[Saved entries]
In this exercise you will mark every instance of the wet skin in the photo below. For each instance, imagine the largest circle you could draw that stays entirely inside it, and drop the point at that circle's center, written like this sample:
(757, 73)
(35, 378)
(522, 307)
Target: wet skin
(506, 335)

_EXERCISE DIRECTIONS_
Each entry is to be given again, exactly as it stands.

_ANSWER TO THIS EXERCISE_
In this exercise you will mark every instance of the wet skin in the photo below. For each instance, imagine the largest circle you could draw that stays entirely inside it, and drop the point at that circle's center, written like this sample:
(757, 73)
(35, 378)
(522, 307)
Target: wet skin
(506, 335)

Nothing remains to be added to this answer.